● Objective
Filter the lines below, keeping each one that contains the word "window" and copying it unchanged.

● Dataset rows
━━━━━━

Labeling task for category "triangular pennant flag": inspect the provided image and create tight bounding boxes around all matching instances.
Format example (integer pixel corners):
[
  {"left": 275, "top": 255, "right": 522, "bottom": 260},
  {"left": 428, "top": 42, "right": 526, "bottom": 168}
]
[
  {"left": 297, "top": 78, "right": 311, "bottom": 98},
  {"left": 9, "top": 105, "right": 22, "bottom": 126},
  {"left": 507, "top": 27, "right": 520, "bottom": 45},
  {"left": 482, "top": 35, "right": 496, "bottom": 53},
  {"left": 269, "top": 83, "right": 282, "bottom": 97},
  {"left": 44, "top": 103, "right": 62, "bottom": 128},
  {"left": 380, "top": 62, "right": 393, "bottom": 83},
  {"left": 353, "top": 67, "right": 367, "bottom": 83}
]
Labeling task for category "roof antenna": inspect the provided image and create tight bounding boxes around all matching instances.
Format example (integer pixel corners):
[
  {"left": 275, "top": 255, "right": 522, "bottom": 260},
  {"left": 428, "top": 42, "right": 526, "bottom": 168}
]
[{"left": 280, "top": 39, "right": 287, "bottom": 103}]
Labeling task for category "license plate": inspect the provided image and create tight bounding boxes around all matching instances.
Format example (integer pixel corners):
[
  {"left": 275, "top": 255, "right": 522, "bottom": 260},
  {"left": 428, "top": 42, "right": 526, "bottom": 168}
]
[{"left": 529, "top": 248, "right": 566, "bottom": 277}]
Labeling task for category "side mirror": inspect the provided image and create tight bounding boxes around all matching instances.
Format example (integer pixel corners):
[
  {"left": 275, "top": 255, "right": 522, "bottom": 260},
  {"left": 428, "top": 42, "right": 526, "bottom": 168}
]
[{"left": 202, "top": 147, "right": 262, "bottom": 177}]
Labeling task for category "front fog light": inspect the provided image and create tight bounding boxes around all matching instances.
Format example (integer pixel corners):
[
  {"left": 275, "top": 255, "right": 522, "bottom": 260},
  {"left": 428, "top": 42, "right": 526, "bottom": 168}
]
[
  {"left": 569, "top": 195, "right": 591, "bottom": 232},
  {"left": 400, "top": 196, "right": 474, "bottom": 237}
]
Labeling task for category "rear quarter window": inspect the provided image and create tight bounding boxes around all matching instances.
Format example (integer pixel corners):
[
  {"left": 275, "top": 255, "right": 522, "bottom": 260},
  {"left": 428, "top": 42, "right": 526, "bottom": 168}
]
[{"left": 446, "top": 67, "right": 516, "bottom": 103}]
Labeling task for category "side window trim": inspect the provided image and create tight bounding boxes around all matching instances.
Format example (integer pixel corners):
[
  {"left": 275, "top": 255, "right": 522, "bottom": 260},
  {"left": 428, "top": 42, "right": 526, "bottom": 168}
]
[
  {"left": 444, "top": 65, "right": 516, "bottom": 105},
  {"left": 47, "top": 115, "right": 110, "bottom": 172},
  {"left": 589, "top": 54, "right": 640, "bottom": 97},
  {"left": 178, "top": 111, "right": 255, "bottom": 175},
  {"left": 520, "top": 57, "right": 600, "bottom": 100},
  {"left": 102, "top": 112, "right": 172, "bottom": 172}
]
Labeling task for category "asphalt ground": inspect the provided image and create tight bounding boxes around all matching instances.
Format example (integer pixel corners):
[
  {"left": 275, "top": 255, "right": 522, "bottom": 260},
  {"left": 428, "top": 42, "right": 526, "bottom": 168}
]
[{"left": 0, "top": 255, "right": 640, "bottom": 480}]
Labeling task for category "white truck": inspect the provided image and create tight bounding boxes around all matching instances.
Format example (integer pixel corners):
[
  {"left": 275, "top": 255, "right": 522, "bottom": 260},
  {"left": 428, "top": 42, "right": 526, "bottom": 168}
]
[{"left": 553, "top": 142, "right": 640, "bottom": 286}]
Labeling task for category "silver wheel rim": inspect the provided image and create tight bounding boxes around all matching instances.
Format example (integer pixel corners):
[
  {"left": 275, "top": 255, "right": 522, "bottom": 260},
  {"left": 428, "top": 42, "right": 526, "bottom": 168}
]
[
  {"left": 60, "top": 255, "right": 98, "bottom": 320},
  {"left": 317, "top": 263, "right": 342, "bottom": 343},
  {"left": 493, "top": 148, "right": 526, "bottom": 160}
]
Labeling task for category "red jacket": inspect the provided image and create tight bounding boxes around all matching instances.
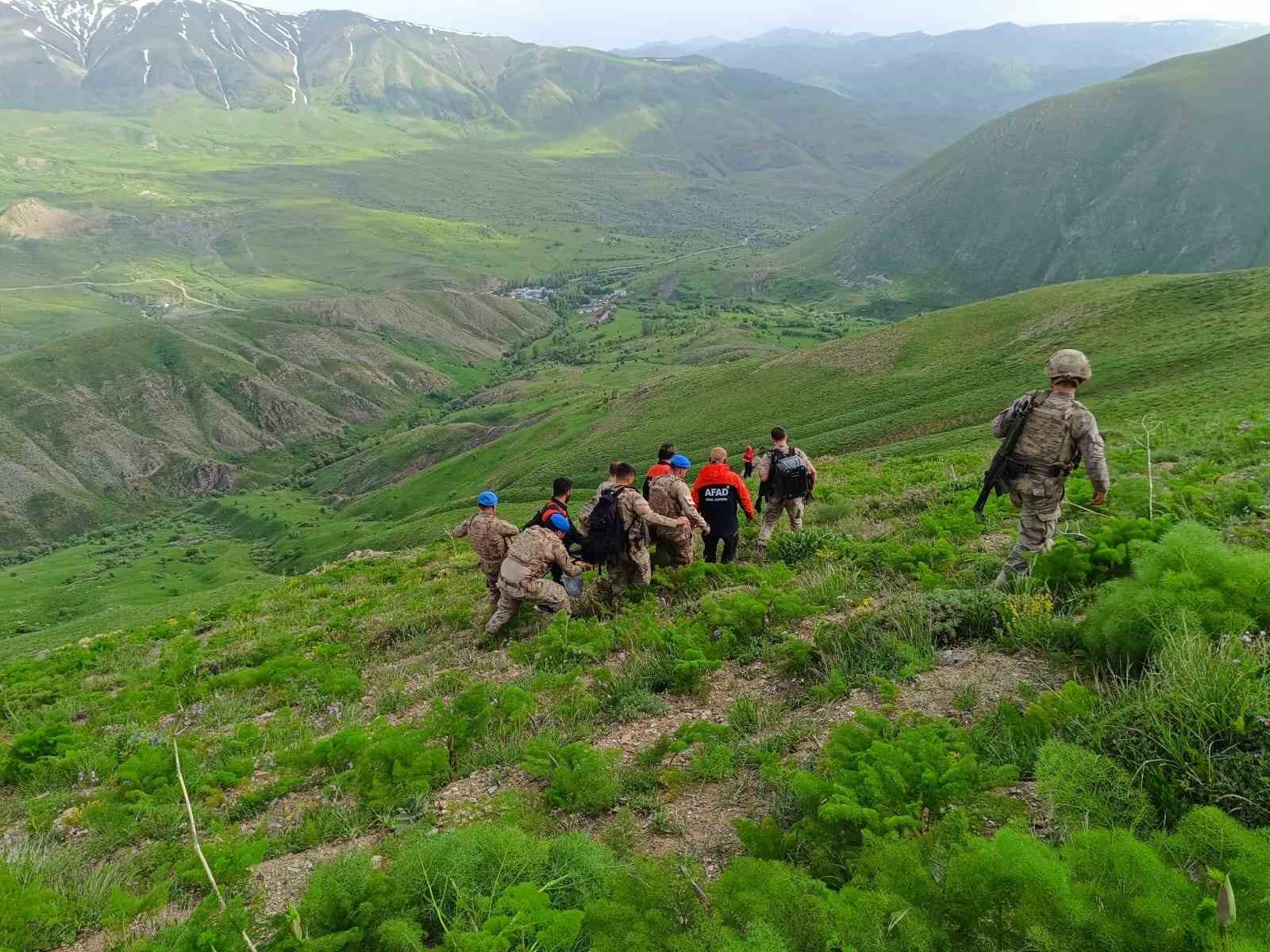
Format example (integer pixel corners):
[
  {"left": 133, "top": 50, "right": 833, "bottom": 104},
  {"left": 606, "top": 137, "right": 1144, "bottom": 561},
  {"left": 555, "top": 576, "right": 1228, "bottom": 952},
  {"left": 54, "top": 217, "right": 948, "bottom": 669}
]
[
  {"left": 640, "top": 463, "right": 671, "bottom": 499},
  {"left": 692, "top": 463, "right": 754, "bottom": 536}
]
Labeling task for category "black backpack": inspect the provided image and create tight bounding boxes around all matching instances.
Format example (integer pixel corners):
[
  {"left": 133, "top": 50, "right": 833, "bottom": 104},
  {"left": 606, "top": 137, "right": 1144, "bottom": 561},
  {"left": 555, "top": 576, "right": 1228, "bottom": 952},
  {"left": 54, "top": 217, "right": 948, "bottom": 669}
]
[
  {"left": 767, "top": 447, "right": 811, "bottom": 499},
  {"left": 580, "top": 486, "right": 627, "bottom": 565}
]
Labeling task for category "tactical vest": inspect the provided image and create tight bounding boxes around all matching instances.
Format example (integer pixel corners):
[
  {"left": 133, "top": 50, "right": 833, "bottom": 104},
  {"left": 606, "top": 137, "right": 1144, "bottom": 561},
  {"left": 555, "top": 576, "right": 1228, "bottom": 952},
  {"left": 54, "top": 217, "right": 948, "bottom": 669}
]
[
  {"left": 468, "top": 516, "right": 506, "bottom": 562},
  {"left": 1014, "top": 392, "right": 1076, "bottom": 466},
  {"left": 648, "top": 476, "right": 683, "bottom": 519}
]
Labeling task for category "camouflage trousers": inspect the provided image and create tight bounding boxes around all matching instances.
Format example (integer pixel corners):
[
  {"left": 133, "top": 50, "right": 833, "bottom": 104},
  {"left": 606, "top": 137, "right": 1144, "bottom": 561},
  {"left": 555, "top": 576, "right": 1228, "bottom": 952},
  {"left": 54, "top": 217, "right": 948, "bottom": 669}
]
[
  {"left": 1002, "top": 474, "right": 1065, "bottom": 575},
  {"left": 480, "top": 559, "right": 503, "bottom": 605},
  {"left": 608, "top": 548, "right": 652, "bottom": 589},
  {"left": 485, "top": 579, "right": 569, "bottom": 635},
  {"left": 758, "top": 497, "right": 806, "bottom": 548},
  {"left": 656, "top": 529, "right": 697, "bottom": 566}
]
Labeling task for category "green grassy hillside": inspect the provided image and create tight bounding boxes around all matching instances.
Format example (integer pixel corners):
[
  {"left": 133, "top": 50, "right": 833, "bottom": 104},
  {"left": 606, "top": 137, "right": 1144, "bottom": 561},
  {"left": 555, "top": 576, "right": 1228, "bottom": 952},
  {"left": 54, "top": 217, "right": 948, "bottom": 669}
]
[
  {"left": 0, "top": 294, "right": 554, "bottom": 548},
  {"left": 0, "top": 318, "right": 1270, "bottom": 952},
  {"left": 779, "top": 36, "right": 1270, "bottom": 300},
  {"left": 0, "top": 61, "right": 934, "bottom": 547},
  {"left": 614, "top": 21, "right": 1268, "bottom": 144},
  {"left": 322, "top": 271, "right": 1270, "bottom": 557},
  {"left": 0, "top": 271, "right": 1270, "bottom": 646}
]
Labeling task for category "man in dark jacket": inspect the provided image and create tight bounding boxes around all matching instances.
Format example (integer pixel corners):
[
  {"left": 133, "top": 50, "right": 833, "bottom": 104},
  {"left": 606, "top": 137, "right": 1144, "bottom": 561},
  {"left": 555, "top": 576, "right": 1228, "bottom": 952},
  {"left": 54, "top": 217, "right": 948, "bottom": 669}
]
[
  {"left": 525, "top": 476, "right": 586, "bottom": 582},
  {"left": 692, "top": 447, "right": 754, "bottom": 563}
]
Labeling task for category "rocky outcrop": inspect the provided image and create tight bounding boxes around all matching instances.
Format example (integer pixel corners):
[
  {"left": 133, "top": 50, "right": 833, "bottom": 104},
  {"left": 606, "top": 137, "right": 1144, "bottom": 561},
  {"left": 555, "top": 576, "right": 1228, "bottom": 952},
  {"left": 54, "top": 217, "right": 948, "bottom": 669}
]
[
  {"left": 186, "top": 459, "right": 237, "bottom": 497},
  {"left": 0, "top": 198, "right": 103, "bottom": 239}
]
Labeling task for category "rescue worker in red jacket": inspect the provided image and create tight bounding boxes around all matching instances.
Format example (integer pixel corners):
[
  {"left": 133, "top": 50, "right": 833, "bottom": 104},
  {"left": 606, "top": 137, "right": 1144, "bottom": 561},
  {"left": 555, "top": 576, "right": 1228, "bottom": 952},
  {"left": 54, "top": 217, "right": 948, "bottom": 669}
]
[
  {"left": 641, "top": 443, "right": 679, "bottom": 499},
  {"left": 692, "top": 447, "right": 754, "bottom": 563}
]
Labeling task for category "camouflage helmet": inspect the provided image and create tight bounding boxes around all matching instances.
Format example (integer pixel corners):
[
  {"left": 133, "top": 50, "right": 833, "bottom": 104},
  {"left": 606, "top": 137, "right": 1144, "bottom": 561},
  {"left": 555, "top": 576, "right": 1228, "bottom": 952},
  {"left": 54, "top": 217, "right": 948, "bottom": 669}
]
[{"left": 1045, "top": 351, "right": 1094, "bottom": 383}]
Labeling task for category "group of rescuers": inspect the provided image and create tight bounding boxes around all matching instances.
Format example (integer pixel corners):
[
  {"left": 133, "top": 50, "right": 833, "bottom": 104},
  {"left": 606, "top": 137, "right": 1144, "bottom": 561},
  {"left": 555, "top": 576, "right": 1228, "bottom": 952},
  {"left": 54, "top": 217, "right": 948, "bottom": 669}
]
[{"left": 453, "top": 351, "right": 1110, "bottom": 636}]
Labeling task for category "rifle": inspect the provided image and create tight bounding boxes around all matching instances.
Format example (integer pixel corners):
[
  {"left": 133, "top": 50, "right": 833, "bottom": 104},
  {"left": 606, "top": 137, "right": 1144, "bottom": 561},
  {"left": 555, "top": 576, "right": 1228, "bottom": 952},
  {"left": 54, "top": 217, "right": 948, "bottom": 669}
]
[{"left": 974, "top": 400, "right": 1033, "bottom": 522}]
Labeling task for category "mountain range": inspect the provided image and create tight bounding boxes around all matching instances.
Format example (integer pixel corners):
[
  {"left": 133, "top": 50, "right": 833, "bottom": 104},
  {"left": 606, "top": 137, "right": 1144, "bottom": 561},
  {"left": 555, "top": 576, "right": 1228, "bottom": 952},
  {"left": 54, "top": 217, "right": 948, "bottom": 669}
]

━━━━━━

● Response
Labeling task for category "rear quarter window": inspect the provided image and create tight bounding boxes around all matching instances.
Labeling task for category "side window trim": inspect the provided image and create tight bounding boxes around all matching instances.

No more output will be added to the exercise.